Work order: Output all of the data verbatim.

Data provided:
____

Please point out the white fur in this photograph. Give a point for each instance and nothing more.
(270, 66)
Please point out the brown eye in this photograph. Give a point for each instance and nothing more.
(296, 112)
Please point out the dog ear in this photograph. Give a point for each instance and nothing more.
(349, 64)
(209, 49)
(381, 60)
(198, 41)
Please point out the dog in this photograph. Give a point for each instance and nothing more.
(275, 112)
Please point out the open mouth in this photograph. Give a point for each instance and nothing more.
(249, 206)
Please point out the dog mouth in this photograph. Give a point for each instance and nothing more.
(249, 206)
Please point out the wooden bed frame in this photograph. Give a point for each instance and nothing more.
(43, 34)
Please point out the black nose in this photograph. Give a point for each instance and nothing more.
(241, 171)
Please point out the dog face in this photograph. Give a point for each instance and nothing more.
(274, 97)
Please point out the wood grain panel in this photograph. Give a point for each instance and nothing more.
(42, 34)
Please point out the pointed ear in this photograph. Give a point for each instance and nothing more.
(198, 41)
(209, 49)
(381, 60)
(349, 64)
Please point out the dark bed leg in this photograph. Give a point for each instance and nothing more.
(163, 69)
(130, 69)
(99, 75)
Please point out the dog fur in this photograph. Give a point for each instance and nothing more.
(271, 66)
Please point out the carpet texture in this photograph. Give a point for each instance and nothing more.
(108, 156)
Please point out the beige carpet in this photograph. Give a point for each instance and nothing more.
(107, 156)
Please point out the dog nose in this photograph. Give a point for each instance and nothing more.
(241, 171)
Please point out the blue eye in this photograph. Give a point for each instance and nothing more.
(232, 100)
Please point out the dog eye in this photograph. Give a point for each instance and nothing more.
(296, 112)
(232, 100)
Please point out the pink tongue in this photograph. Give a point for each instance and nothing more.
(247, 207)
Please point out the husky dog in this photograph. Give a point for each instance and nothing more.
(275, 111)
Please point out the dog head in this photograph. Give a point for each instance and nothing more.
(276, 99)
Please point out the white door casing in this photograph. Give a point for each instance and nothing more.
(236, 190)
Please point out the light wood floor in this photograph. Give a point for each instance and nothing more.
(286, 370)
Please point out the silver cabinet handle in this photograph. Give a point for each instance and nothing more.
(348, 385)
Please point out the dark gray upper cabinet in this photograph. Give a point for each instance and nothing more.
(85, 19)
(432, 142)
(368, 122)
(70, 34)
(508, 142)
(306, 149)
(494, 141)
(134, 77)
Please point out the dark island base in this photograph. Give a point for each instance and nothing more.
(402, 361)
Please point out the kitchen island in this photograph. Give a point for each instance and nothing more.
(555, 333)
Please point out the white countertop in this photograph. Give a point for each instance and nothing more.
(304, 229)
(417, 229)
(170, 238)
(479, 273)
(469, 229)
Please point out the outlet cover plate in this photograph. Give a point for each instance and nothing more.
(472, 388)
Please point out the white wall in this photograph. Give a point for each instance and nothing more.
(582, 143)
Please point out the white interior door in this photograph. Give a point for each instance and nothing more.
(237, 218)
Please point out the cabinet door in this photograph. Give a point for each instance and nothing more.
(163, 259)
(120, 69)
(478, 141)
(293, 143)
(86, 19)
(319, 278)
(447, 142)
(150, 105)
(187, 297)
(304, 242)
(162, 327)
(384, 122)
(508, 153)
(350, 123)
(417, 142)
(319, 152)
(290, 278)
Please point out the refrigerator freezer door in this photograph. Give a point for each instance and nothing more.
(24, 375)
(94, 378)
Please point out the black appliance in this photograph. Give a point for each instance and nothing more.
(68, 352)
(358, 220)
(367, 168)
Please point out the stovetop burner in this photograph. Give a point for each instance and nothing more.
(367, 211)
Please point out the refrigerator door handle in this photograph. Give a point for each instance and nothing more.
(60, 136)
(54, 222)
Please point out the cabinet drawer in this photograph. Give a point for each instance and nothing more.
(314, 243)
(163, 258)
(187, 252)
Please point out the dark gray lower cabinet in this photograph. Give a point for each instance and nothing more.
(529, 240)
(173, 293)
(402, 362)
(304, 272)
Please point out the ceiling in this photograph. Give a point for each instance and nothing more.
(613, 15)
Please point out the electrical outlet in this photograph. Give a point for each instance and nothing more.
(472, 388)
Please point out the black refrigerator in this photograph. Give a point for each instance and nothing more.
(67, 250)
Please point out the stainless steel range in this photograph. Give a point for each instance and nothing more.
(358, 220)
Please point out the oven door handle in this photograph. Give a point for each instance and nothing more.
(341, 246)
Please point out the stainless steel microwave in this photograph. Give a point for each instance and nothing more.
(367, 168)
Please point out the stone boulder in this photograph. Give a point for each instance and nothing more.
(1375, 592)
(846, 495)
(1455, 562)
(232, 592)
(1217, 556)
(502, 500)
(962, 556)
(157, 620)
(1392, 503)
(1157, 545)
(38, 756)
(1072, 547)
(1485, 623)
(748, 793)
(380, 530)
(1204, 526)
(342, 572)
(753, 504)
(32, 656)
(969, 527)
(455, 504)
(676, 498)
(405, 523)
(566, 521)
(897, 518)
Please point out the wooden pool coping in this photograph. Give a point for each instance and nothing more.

____

Output of the exercise:
Please point out the white fur in this photograph. Give a point for each instance and nothing more.
(270, 66)
Please point out the brown eye in this photograph. Give a point for each instance and nothing more.
(296, 112)
Please point out the dog ear in this photograph. Give a point for each instance and nothing more.
(349, 64)
(209, 49)
(381, 60)
(198, 41)
Please point out the dog in this photograph. Give a point for each instance and nothing more.
(275, 112)
Please point out the open mouth in this photograph. Give a point for each instance and nothing more.
(249, 206)
Please point out the dog mouth in this photograph. Give a point for each instance and nothing more.
(249, 206)
Please point out the wooden bed frame in this photograph. Give a point for each instance and nothing more.
(43, 34)
Please point out the black nose in this photograph. Give a point for each instance and nothing more.
(241, 171)
Please point out the dog face in this photograph. Give a point for each instance and nothing more.
(274, 97)
Please point out the wood grain panel in this photograph. Give a point for each instance and nothing more.
(42, 34)
Please point out the pointed ear in this photograph. Give a point for each instance and nothing more.
(198, 41)
(209, 49)
(381, 60)
(349, 64)
Please point out the dark bed leg in this photograph. Give a point for each instance and nothing more.
(163, 69)
(130, 69)
(99, 75)
Please point out the dog fur in this photograph. Give a point for each instance and nothing more.
(271, 66)
Please point out the carpet texture in this photograph. Give a point for each instance and nothing more.
(108, 156)
Please point out the beige carpet in this photograph. Give a point for each instance and nothing more.
(107, 156)
Please point out the dog nose in this photograph. Give a point for each instance and nothing more.
(241, 171)
Please point out the blue eye in this photograph. Give a point for each instance and nothing more.
(232, 100)
Please point out the dog eye in this photograph. Give a point for each instance and nothing more.
(296, 112)
(232, 100)
Please point out the pink tongue in this photograph. Give a point for each instance and nothing more.
(247, 207)
Please point out the husky dog in this photograph. Give a point for each instance and nothing more.
(275, 111)
Please point out the dog head in this photograph. Give a point for each instance and nothing more.
(276, 99)
Please point out the white door casing in this photograph. Give a point for each instance and nothing more.
(236, 190)
Please point out the light wood floor in this photograph. Give a point for each instance and nothing more.
(286, 370)
Please point out the silver cabinet handle in this photograph. Give a point for each instance and nothing more.
(348, 385)
Please point out the dark gray upper cabinet in this photograph. Give a point for each instance and nothing more.
(85, 19)
(432, 142)
(368, 122)
(70, 34)
(508, 142)
(306, 149)
(494, 141)
(134, 77)
Please point out the dark island base in this photograph. Give a point for each instance and nothing more.
(402, 361)
Please point out the kitchen island in this photograph. Give a point for each instance and nothing more.
(555, 333)
Please point out the white countertop in this photograph. Give a point for each instance and nothing more.
(304, 229)
(417, 229)
(170, 238)
(479, 273)
(469, 229)
Please point out the outlet cover plate in this photograph. Give a point for each instance and nothing more.
(472, 388)
Please point out the white wall in this photograph. Give a point for each instance and nothing more.
(582, 143)
Please point out the white interior door in this photograph. Give a point for each instance and nothing more.
(237, 218)
Please point out the cabinet door in this photograph. Give a point for each instance and nothing more.
(163, 259)
(120, 69)
(478, 141)
(293, 143)
(86, 19)
(319, 278)
(447, 142)
(150, 105)
(187, 297)
(304, 242)
(162, 327)
(384, 122)
(508, 153)
(350, 123)
(417, 142)
(319, 152)
(290, 278)
Please point out the refrigerator freezer door in this photograph. Give a point for each instance and nothing more.
(24, 375)
(94, 378)
Please point out the black appliance in this photograph. Give a point for each instance and nothing more.
(68, 352)
(358, 220)
(367, 168)
Please point out the stovetop burner in this photograph. Give a point for each instance and nothing more.
(367, 211)
Please point out the refrigerator door handle in this photograph. Give a point for each instance and nothing more.
(60, 136)
(54, 222)
Please point out the cabinet drawer in this photograph. Give a point for each instance and nothing more.
(314, 243)
(163, 258)
(187, 252)
Please point out the dark gray lower cabinet in this photograph. Give a point for each instance and nothing more.
(529, 240)
(173, 293)
(402, 362)
(304, 272)
Please point out the ceiling in this photograph. Give a point for each instance and nothing more.
(613, 15)
Please point out the electrical outlet in this photograph. Give a point for each instance and nothing more.
(472, 388)
Please point out the black refrigerator in this photograph. Give a point for each instance and nothing more.
(67, 250)
Please point out the stainless steel range in this photograph. Give a point for each instance and nothing more.
(358, 220)
Please point out the oven door handle in this photograph. Give a point for each instance and nothing more.
(341, 246)
Please point out the stainless steel microwave in this photograph. Give a point for each instance and nothing more.
(367, 168)
Please point out the stone boulder in this photograph. Give a point for each instance and nothing more.
(1375, 592)
(846, 495)
(1455, 562)
(232, 592)
(1217, 556)
(502, 500)
(962, 556)
(157, 620)
(1392, 503)
(1157, 545)
(38, 756)
(1072, 547)
(1485, 623)
(748, 793)
(380, 530)
(1204, 526)
(342, 572)
(753, 504)
(32, 656)
(969, 527)
(455, 504)
(676, 498)
(405, 523)
(566, 521)
(897, 518)
Please point out the wooden pool coping in this photograph. Give a point for each instance and nothing more.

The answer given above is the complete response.